Excerpt provided ▸
--*--

My pace quickened to about 8:10’s or so, and I felt amazing. I mean, I felt like I was on the last miles of a difficult marathon, but I was running the fastest miles of the race. I couldn’t believe it. I grabbed my necklace, which is my late grandmother’s, the grandma who started me running in the first place, and I held it, looking up and telling her and my other grandma in heaven, “Look, I’m doing it! Thank you!”. I thought about all the people who had wished me well, and I felt them lift me up. I felt my family there, knowing they were tracking me, knowing I was having a good race. I couldn’t believe I missed so much experience last time. It was so amazing, the crowds, the city, the support.

Yes, I’d picked up the pace, but I wasn’t making up the few minutes I lost in Newton as I was hoping.  I struggled with wanting to get a BQ and also knowing I had gotten what I came for: A successful finish to a hard race on a hot day. I knew I had that, so I decided with three or four miles to go, to stop looking at the time, pay no attention to my pace bracelet, and run the thing. Just finish. Finish strong. I didn’t want the lack of a BQ to be disappointing, but I didn’t want to ruin the experience of joy in “just” running it. I didn’t look at my watch again until I crossed the finish line.

--*--

Data lines ▸
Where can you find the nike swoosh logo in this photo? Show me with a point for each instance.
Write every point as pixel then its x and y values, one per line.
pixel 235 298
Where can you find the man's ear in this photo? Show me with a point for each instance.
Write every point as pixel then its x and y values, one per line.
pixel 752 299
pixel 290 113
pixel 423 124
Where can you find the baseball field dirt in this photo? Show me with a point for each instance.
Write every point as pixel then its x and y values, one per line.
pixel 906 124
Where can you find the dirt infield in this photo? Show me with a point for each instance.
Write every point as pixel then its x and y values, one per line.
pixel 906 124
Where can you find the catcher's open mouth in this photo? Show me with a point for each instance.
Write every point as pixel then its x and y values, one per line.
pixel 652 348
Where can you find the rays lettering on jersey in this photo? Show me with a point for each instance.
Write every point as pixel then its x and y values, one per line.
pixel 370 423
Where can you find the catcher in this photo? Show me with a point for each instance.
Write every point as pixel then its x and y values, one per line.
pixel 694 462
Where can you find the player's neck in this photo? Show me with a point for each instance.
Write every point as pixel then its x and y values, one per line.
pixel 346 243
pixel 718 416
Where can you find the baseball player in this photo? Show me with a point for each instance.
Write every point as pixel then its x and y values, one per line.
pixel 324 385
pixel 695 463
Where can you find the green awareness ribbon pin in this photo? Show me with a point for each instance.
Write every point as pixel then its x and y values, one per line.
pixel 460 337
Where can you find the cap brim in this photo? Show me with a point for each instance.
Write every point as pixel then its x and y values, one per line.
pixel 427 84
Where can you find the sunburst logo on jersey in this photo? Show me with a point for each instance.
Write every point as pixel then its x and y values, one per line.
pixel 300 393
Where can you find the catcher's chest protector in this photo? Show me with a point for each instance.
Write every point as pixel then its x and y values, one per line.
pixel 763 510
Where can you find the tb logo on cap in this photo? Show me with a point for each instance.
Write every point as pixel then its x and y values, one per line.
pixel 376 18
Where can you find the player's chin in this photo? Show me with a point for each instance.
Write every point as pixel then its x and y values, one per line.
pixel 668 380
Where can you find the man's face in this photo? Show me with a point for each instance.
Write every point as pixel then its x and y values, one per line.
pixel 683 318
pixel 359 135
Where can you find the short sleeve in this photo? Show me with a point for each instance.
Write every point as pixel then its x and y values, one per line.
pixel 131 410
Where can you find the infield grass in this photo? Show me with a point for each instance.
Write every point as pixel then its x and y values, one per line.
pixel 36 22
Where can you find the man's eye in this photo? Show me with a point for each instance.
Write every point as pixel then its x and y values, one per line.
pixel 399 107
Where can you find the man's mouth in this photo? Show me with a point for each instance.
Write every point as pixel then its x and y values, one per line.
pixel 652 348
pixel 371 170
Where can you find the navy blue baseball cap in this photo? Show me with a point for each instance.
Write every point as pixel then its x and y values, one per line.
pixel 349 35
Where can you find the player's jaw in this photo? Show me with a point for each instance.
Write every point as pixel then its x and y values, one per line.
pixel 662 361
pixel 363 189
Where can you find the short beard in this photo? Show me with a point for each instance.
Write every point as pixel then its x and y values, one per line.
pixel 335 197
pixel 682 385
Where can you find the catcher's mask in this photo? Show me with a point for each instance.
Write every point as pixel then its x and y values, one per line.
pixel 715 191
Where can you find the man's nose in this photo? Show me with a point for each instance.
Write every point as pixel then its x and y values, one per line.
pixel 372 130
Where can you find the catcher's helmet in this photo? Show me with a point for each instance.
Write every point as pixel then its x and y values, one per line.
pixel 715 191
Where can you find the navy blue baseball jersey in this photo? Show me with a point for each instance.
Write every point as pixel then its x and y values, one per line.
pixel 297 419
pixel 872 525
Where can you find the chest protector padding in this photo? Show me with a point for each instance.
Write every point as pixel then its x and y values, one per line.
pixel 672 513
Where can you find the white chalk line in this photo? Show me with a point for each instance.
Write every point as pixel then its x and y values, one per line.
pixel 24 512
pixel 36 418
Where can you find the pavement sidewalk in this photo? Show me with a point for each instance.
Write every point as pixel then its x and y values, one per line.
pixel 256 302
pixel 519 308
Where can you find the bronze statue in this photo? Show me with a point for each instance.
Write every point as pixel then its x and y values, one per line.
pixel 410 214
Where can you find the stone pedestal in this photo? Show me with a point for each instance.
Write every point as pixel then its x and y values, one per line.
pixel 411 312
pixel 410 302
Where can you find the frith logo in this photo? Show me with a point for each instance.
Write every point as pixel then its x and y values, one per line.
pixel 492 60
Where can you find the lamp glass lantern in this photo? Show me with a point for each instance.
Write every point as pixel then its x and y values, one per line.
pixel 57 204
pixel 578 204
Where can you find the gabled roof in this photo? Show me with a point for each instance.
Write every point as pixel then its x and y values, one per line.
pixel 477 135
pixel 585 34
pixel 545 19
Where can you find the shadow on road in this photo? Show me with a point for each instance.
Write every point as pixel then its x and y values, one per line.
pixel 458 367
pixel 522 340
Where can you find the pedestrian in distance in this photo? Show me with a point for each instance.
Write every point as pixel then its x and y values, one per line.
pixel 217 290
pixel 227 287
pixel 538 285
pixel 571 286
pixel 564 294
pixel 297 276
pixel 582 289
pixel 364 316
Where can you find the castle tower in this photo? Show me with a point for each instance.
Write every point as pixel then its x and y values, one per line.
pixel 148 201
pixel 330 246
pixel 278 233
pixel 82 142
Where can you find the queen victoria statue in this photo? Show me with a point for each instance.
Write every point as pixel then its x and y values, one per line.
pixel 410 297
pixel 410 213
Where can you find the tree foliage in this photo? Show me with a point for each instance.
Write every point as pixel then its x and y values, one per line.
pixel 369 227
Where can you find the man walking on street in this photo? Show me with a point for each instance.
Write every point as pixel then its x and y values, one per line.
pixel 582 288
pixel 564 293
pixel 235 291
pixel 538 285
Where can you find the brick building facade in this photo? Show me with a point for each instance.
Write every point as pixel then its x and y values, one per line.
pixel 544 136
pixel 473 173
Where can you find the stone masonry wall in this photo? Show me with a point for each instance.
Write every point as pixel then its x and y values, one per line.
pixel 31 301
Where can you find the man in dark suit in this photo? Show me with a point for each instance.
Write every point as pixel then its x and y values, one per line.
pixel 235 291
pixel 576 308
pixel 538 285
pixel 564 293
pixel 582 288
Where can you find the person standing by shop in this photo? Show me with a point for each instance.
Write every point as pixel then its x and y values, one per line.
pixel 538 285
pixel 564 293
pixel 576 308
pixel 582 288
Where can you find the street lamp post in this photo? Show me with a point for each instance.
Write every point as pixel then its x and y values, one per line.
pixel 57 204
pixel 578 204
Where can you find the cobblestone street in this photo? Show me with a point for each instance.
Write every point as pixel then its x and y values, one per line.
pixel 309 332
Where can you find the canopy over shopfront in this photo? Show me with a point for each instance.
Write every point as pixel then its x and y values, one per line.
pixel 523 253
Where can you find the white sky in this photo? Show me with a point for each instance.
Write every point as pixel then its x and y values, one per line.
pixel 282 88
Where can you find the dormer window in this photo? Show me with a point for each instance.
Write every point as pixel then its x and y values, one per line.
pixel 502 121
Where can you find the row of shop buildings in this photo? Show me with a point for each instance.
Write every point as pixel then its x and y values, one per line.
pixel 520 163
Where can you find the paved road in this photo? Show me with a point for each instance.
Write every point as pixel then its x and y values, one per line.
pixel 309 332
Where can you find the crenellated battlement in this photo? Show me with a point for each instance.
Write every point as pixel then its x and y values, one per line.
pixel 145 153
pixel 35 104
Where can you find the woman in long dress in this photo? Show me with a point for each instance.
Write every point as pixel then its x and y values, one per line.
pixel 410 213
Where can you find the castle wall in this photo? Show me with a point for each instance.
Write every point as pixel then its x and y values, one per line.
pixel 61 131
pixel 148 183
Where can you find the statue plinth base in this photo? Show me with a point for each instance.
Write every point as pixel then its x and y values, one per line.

--*--

Please quote everything in the marathon passage from "Yes, I’d picked" down to "the finish line.", word for word.

Full solution ▸
Yes, I’d picked up the pace, but I wasn’t making up the few minutes I lost in Newton as I was hoping.  I struggled with wanting to get a BQ and also knowing I had gotten what I came for: A successful finish to a hard race on a hot day. I knew I had that, so I decided with three or four miles to go, to stop looking at the time, pay no attention to my pace bracelet, and run the thing. Just finish. Finish strong. I didn’t want the lack of a BQ to be disappointing, but I didn’t want to ruin the experience of joy in “just” running it. I didn’t look at my watch again until I crossed the finish line.